§ Excerpt to read
## start

On July 1, the biggest student loan overhaul in decades kicks in. The agency running it lost 40% of its staff and is blocking its own watchdog from seeing the damage.

Washington gutted the office that manages your student loans. Next week, it has to reinvent them

Published June 26, 2026 · Category: Markets

Overview

Next week, how Americans fund higher education will change forever. On July 1, sweeping changes to student loan borrowing will take effect, setting lifetime caps on previously unlimited loans and limiting the options for repayment. 

But, on March 11, 2025, Federal Student Aid (FSA), the office that manages student loans, was gutted by DOGE cuts, and problems have embroiled borrowers since. Student loan borrowers have reported issues with repaying their loans, including incorrectly receiving monthly payment bills as low as $50, when their actual payments were thousands of dollars. Other borrowers can’t access the Pay As You Earn repayment plan that should still be available to them, even as the Trump administration cut that option for new borrowers, CNBC reported. That plan allows people to pay 10% of their discretionary income, whereas other plans could lead to higher payments.  

In 2026, nearly one in six American adults had federal student loan debt. The average federal student loan debt is $39,075, according to the Education Data Initiative. For master’s graduates, the average jumps to $81,870, and the average doctoral graduate has $180,757 in student debt. 

A new report from the Education Department’s Office of Inspector General, an independent entity within the department that completes audits and identifies fraud, found that 40% of the staff that manages the $1.7 trillion student-loan portfolio were fired or left for other reasons. Of Federal Student Aid’s 136 suboffices, nearly a quarter have no remaining employees, according to the report. 

The report also found that the DOGE cuts affected significant suboffices of FSA that manage lending institutions and risk assessment, leaving them with no employees. The report analyses how the office’s workforce was immediately affected by DOGE cuts during the first quarter of 2025. The suboffices that work with the schools that accept federal loans, track default rates, and colleges’ median earnings, were also left with no staff.   

Less than half of the staff who monitored accurate data collection and risk assessment, managed the office’s customer website and mobile app, and provided IT support remained. 

“If anything, this ‘report’ demonstrates how effective the Trump Administration is,” Ellen Keast, press secretary for higher education at the Education Department, told Fortune. “With nearly half the staff, ED has effectively implemented some of the most sweeping higher education reforms in decades while returning education to the states.”

## end

§ Written problem
Print the part of the student loan article above from "A new report" to "to the report.", word for word.

§ Information supplied
## start

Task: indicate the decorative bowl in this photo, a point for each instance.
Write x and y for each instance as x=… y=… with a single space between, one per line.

## end

§ Exercise response
A new report from the Education Department’s Office of Inspector General, an independent entity within the department that completes audits and identifies fraud, found that 40% of the staff that manages the $1.7 trillion student-loan portfolio were fired or left for other reasons. Of Federal Student Aid’s 136 suboffices, nearly a quarter have no remaining employees, according to the report.